• EXERCISE
Work out how many lines in the data below include "bridge", then reply with that number only.

----- AVAILABLE DATA -----

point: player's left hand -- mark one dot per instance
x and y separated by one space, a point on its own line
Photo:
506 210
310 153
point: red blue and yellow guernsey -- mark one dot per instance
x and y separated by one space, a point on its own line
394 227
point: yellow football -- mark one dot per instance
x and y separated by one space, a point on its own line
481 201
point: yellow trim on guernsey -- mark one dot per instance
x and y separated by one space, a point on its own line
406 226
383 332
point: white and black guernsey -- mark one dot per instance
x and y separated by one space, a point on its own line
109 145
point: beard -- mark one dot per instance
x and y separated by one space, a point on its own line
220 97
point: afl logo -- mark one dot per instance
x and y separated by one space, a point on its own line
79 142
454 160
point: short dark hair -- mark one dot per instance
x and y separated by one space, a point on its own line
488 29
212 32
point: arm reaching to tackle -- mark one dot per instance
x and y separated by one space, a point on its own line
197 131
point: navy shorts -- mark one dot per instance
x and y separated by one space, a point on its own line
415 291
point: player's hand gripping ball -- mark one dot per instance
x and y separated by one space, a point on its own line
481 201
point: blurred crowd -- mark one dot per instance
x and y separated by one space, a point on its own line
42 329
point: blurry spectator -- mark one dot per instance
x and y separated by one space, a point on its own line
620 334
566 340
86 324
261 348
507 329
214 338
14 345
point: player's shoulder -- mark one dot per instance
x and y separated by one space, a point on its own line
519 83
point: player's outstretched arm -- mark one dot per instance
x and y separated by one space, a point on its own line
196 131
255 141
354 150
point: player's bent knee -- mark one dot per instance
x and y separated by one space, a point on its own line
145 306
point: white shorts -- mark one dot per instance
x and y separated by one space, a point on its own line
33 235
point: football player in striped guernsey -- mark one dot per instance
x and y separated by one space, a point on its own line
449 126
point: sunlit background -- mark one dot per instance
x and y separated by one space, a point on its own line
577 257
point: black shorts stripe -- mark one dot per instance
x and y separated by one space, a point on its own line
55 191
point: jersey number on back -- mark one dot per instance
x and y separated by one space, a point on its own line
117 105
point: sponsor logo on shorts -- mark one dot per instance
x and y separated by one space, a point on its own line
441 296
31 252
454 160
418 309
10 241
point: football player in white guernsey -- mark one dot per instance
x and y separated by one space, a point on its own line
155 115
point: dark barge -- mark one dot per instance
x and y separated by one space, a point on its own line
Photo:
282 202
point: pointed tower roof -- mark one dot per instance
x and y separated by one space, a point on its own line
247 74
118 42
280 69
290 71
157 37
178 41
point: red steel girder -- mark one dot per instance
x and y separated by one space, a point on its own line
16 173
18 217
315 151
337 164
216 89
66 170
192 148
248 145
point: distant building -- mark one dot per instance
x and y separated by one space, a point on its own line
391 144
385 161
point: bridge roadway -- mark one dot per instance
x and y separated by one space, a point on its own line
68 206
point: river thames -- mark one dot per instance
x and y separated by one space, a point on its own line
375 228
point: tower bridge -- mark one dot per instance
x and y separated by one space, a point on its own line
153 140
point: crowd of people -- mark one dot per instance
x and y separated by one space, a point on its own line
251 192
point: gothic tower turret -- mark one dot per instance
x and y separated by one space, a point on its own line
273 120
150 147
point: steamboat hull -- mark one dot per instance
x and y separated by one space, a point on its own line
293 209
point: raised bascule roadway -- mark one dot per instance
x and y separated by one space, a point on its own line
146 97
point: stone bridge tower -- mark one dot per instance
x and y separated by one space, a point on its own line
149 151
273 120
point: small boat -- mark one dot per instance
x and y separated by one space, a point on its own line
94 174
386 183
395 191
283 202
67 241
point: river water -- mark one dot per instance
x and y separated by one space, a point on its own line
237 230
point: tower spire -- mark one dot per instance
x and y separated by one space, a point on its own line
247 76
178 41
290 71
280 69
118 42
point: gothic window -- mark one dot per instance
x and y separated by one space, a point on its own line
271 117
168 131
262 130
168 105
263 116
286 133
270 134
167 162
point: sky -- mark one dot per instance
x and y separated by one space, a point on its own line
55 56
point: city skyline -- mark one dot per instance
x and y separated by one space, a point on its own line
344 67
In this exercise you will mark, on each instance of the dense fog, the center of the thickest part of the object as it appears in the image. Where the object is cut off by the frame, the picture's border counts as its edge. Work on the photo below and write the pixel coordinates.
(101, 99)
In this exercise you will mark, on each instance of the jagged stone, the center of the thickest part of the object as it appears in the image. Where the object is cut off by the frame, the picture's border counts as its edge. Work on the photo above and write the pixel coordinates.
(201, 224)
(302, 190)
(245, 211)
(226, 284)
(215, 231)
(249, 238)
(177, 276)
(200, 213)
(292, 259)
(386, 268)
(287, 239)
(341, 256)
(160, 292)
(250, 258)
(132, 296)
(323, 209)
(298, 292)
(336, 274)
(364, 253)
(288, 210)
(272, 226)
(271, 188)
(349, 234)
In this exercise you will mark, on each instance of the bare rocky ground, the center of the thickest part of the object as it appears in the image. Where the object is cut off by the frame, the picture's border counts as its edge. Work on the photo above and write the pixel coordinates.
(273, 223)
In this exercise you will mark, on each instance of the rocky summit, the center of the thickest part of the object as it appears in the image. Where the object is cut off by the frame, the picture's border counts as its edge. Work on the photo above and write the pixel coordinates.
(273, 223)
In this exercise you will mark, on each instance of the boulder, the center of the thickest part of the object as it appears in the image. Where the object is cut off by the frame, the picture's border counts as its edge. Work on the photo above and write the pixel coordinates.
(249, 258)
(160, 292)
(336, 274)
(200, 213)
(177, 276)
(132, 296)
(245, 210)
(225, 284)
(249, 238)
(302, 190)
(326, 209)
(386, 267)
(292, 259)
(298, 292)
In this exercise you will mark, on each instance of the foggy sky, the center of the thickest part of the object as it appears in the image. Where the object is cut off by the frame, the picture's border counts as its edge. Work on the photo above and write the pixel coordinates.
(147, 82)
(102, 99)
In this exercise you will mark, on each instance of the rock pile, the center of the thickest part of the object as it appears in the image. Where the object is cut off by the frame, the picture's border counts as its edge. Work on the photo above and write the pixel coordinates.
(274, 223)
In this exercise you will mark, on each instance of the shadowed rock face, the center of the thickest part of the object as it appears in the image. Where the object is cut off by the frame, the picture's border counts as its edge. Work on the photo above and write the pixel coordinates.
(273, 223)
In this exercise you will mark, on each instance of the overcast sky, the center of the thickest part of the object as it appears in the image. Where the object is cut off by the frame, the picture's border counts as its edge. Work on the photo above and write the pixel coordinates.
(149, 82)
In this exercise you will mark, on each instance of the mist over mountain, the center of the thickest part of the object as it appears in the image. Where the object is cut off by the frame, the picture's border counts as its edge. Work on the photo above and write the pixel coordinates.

-----

• TASK SOLUTION
3